What the exercise asks: Calculate how many lines of the data hold "fabric". The answer consists of that number only.

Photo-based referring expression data

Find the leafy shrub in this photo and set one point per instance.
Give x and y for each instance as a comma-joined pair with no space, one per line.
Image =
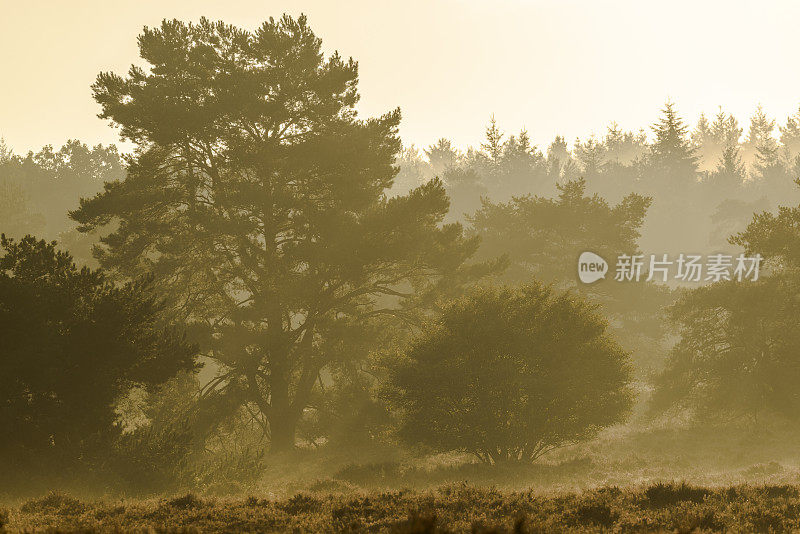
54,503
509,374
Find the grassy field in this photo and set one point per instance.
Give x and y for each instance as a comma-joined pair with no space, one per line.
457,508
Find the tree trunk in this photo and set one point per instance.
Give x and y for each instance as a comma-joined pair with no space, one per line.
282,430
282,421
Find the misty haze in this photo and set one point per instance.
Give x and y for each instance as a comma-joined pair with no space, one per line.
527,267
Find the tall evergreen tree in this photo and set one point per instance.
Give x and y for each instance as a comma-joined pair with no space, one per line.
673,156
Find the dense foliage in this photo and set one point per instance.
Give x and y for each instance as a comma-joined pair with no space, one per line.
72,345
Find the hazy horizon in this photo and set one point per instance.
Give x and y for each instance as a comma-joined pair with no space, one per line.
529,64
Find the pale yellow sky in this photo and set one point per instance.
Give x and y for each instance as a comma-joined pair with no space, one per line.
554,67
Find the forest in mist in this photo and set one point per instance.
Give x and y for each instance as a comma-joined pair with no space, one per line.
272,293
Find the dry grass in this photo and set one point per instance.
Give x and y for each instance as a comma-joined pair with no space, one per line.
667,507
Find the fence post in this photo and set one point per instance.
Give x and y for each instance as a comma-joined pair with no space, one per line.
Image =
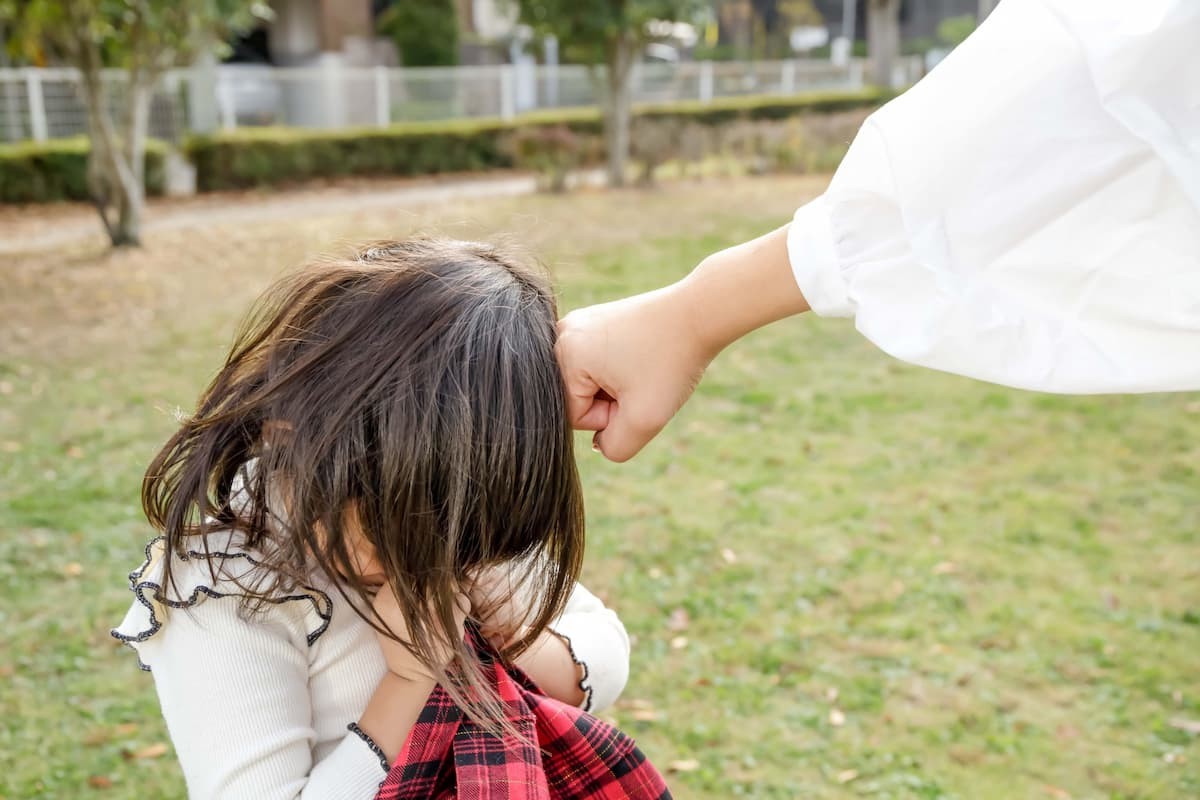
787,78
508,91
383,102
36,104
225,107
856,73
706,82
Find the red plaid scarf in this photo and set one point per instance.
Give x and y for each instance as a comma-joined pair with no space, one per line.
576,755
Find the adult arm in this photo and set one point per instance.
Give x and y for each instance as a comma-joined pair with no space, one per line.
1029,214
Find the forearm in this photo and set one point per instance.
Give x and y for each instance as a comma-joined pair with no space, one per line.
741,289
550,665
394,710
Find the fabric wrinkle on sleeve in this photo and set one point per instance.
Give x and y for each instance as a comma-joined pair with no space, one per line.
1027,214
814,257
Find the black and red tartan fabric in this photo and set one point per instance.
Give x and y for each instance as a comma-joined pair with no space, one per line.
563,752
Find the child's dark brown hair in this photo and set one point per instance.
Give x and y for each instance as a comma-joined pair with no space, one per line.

Output for this task: 2